### Источник
---------------
Солдат, по Шмелеву, должен быть ВЕРНЫМ! И тогда через него придет спасение России («Степное чудо»). А вот барин по-прежнему несимпатичен в своем «веселье». И долго еще будет несимпатичен и в эмигрантских произведениях писателя.
Шмелев почти не правил смысл сказок, издавая их в Париже [35] . Единственное крупное изменение – в «Матросе Всемоге». В 1919 году терой запродает русскую «честь-совесть» за «настоящую слободу». В 1923-м – отдает крест и душу, чтобы вознестись до небес. Соответственно и конец другой. В 1919-м – матрос просто обругал радугу нехорошим словом, а в 1923-м – погиб. Сказка стала более классическим вариантом истории о сговоре человека с нечистой силой.
35
«Сказки» даются по их парижскому варианту. «Крымский» вариант см.: Крымский архив. 1994. № 1 (публикация Л. М. Борисовой). Там же – и крымский вариант «Голоса Зари». Этот рассказ – последнее произведение Шмелева, переписанное рукой сына, – отсюда позднее посвящение.
---------------
### Исходные данные
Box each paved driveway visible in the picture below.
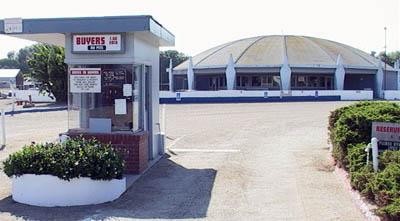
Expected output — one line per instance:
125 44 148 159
0 102 363 221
---------------
### Условие задания
Продолжите текст о сказках Шмелева, начав сразу после его последнего предложения.

### Результат выполнения
Эти сказки – самое резкое, что когда-либо скажет Шмелев о заблудшем русском человеке, сбившемся с пути из-за собственной скуки, под влиянием беса или хитрого иностранного учения. И все-таки он верит, что опамятуется, что все кончится хорошо. Потому и заканчивает парижское издание московским очерком «Панкрат и Мутный», где вся история с комиссаром Мутным оказывается сном – и должна в конце концов развеяться как сон.
Многое из дореволюционного творчества Шмелева [36] перешло затем в эмигрантское. И подробное бытописательство, реализм; и «сказ», иносказание, блестящая образность. И изображение родного купеческого Замоскворечья. Но главное, конечно, – русская, национальная идея.
36
Критерием отбора произведений для настоящего тома (всего до эмиграции Шмелев написал около 120 печ. листов) был выбор самого Ивана Сергеевича. За границей он переиздал «Полочку», «Светлую страницу», «Солдата Кузьму» и «Как мы летали». Из «Распада» сделал «Страх», из «Рваного барина» – «Наполеона» и «Русскую песню», из «Праздничных героев» – «Обед для разных» («Лето Господне»). Из «Суровых дней» были переизданы: «Мирон и Даша», «Знамения», «Лихой кровельщик», а также – все «Сказки».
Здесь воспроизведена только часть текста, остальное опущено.